### Complete the following
A: According to the passage about the Catalent acquisition, which three Catalent manufacturing sites are planned for transfer to Novo Nordisk?
B: Summarize the passage about the Catalent acquisition in two sentences.

### Passage provided

- Opening Delimiter -

The European Commission (EC) has granted approval for Novo Holdings' landmark $16.5 billion acquisition of Catalent, marking a crucial step forward in reshaping the pharmaceutical manufacturing landscape. The transaction, initially announced in February 2024, represents a significant consolidation in the pharmaceutical services sector.
The approval follows a positive shareholder vote on May 29 and sets the stage for a series of strategic transactions between Novo Holdings and Novo Nordisk. Under the agreement, Novo Holdings will acquire Catalent's entire operations, with plans to subsequently transfer three key manufacturing facilities to Novo Nordisk.
Strategic Manufacturing Site Transfers
The planned divestment includes three of Catalent's more than 50 global manufacturing sites to Novo Nordisk:
- Bloomington facility in Indiana, United States
- Brussels facility in Belgium
- Anagni facility in Italy
Transaction Impact and Leadership Perspective
Alessandro Maselli, CEO and president of Catalent, expressed optimism about the EC approval: "We are pleased to have received European Commission approval, which is a significant milestone toward completing our pending transaction with Novo Holdings." He emphasized the potential benefits of operating as a private company under Novo Holdings' support.

- Closing Delimiter -

### Dataset entries
- Opening Delimiter -

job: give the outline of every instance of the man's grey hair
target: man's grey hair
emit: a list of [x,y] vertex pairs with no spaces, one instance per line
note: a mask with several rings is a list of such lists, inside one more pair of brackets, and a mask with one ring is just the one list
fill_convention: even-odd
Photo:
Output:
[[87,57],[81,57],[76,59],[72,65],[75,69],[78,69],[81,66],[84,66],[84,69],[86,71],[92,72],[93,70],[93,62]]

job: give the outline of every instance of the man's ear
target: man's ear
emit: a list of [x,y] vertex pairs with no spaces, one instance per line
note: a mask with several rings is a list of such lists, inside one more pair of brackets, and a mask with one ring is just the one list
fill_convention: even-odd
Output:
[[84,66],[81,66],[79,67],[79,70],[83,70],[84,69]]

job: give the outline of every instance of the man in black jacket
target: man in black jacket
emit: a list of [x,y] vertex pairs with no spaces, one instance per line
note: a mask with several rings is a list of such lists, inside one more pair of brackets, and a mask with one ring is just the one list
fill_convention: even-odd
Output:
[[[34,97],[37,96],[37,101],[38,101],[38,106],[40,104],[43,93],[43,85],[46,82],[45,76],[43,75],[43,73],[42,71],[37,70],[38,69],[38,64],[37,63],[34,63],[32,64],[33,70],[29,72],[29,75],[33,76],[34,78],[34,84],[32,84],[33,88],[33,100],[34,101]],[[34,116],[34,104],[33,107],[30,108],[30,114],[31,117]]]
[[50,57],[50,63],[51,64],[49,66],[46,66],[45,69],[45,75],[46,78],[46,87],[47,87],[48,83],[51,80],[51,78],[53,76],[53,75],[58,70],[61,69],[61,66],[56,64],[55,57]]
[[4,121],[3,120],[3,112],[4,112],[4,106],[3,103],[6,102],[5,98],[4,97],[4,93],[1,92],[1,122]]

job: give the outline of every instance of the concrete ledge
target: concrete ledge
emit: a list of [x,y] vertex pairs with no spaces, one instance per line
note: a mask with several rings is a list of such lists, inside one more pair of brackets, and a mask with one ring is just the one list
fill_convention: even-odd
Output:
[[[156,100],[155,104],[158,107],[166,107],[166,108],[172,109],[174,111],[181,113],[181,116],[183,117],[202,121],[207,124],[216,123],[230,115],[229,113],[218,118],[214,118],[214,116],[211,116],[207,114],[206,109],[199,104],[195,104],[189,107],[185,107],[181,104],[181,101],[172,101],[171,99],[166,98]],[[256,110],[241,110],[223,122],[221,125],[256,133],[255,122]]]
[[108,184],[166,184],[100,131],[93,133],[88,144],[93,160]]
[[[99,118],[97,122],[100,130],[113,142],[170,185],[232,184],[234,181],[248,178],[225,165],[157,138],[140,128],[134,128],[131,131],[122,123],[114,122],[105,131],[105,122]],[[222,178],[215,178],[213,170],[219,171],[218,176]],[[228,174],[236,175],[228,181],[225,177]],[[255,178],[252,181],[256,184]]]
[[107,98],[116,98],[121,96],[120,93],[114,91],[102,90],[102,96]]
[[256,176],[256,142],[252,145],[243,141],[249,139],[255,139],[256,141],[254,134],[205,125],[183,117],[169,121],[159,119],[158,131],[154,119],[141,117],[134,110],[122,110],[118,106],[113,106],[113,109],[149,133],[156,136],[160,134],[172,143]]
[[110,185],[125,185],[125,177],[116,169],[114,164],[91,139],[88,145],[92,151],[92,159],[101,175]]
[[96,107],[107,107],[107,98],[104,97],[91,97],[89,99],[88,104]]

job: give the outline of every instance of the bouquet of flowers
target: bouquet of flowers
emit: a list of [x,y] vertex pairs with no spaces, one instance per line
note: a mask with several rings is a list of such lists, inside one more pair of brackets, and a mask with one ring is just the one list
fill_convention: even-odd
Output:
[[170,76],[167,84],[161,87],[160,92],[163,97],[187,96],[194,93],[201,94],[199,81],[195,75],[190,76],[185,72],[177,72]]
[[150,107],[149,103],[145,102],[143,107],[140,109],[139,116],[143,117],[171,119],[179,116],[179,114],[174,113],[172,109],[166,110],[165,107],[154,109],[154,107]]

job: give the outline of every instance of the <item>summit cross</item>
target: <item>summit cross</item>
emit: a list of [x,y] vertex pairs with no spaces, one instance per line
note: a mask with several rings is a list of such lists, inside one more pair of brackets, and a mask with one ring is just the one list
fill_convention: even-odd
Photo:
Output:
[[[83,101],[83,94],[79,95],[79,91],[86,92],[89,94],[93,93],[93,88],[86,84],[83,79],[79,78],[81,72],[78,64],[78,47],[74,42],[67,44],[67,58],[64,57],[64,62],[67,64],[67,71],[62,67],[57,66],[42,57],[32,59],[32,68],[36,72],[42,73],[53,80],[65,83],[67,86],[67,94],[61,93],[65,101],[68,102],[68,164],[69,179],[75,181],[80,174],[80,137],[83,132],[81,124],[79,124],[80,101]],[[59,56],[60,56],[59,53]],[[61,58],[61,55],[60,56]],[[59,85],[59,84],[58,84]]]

- Closing Delimiter -

### Responses per task
A: The Bloomington facility in Indiana, the Brussels facility in Belgium, and the Anagni facility in Italy.

B: The European Commission has approved Novo Holdings' $16.5 billion acquisition of Catalent, a deal first announced in February 2024 that follows a positive shareholder vote on May 29. Novo Holdings will acquire all of Catalent's operations and then transfer three of its manufacturing sites, in Bloomington, Brussels, and Anagni, to Novo Nordisk.